#### EXERCISE OBJECTIVE
Write out the whole of the material exactly.

>> START MATERIAL FOR THE TASK

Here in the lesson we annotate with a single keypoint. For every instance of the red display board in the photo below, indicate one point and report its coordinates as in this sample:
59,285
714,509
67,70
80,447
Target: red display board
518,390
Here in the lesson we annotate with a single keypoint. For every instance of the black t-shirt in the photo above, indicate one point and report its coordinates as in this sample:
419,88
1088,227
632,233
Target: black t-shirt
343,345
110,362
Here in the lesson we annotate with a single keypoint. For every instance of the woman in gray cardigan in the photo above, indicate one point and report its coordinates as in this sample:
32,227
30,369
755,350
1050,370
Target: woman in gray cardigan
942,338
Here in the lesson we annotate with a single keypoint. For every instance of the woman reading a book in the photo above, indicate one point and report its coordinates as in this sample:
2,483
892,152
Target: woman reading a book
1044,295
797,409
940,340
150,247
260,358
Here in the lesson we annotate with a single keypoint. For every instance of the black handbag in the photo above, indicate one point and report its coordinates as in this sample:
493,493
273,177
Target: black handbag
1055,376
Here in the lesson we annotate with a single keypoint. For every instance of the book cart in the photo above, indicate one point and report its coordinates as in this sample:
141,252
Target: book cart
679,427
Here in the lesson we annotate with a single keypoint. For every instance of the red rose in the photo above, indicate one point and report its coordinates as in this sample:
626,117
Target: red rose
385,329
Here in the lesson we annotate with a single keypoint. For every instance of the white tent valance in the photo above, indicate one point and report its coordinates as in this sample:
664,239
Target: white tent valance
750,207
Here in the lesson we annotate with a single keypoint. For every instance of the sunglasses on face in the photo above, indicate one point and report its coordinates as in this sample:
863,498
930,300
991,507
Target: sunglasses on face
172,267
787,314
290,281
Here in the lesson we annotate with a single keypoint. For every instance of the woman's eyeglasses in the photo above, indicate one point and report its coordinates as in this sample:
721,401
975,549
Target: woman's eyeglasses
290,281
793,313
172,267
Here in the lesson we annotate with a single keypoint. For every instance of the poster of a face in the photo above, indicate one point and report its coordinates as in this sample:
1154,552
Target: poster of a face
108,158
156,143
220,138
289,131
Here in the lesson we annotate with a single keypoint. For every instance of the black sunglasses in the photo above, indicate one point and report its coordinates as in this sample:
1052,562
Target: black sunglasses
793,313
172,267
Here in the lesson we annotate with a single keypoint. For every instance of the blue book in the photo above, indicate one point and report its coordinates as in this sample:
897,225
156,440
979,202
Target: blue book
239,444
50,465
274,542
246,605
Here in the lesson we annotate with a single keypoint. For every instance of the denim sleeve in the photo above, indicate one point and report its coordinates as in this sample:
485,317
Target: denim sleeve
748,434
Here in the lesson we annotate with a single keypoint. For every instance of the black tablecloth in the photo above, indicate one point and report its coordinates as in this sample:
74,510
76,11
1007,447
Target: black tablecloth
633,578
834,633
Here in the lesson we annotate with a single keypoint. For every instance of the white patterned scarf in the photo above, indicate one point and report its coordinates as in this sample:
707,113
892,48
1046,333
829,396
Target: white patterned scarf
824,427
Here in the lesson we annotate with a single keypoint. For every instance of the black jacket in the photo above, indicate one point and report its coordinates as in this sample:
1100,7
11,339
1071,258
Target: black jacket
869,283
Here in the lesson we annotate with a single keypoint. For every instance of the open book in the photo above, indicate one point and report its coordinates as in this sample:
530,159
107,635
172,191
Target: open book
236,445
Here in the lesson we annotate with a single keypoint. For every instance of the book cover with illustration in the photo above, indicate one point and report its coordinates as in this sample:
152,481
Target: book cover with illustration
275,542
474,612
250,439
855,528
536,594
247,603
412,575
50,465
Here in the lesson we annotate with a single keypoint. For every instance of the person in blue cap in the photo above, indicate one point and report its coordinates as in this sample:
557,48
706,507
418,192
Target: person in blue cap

>> END MATERIAL FOR THE TASK

#### ANSWER
Here in the lesson we annotate with a single keypoint. For every instance of the red display board in the photo below, indicate one point and report its coordinates as in this sample:
59,285
714,509
67,70
80,447
Target: red display board
518,390
Here in the lesson we annotate with a single keypoint. For every instance of the black t-shirt in the photo above, indicate one point and report its coordinates as in this sample:
419,88
1088,227
632,233
Target: black t-shirt
343,345
110,362
Here in the lesson we annotate with a single keypoint. For every instance of the woman in gray cardigan in the photo above, indicate one point and report its coordinates as in this sample:
32,227
30,369
755,350
1050,370
Target: woman in gray cardigan
942,338
Here in the lesson we annotate with a single keypoint. For every instance of the woman reading a book in the photo above, indicate one point and report its coordinates as in this sample:
2,483
892,152
Target: woman reading a book
1044,295
797,409
940,340
150,247
260,358
Here in the lesson we annotate with a single keypoint. For every instance of the black handbag in the photo above, indicate one point and report its coordinates as in this sample:
493,493
273,177
Target: black handbag
1055,376
Here in the lesson we annotate with a single keypoint. For every instance of the book cart in the photo above, indicate one point and report its coordinates as in this sample:
141,252
Target: book cart
679,427
Here in the lesson we annotate with a single keypoint. For every instance of the red rose in the photo above, indicate one point and report its coordinates as in this sample:
626,117
Target: red rose
385,329
Here in the lesson we annotate with a single keypoint. For every instance of the white tent valance in the photo above, indicate one point and report its coordinates as in this sample:
664,239
Target: white tent valance
750,207
Here in the lesson we annotate with a single keypoint. For every instance of the sunglasses on face in the photo above, indicate one point and report its coordinates as in this sample:
863,498
930,300
991,507
Target: sunglasses on face
172,267
787,314
290,281
Here in the lesson we annotate with a single keypoint. For every instance of the woman's eyeglasses in the photo above, indicate one point and report its coordinates as in this sample:
721,401
975,549
Target: woman's eyeglasses
290,281
793,313
172,267
Here in the lesson we annotate with a single keypoint. For every instance of the poster of a face in the photo above, indicate one point and report its coordinates as in this sample:
1154,552
Target: poster of a face
108,158
156,143
220,138
289,131
Here in the lesson we annotate with a single keypoint. For every instance of the black sunglasses in the photo above, indicate one point and report its coordinates as in this sample:
1052,562
Target: black sunglasses
793,313
172,267
Here in the lesson we annotate with a single keypoint. For every instance of the blue book in the photo above, indicate one point and report its coordinates as in this sample:
897,225
156,440
979,202
Target: blue book
239,444
50,465
274,542
246,605
Here in the lesson we annotate with a single keypoint. For every instance of the denim sleeve in the photo above, indicate one point and report its coordinates as in this sample:
485,317
Target: denim sleeve
748,434
Here in the lesson we annotate with a single keypoint. For every instance of the black tablecloth in the photo above, indicate one point and report its coordinates as in this sample:
74,510
76,11
1007,447
Target: black tablecloth
633,578
834,633
Here in the lesson we annotate with a single keypoint. For every instance of the white patterned scarf in the photo above, indicate one point and report its coordinates as in this sample:
707,113
892,48
1046,333
829,396
Target: white patterned scarf
824,427
Here in the lesson we annotate with a single keypoint. For every instance of the black jacket in the photo above, indicate one point and report its coordinates as in this sample:
1100,7
11,339
1071,258
Target: black jacket
869,283
Here in the lesson we annotate with a single keypoint. For every instance of the open book in the photo above, indicate one point and report its coordinates as in this sample:
530,159
107,635
172,191
Target: open book
236,445
Here in the lesson we annotate with a single keypoint. For every instance of the book cover with illustration in the photo above, indicate one point and report its coordinates as in this sample:
152,481
Target: book cover with illustration
275,542
474,612
250,439
855,528
536,594
247,603
412,575
50,465
Here in the lesson we annotate with a single keypoint. For every instance of the person in blue cap in the photo above, indicate one point and report its coordinates as in this sample:
557,48
706,507
418,192
Target: person in blue cap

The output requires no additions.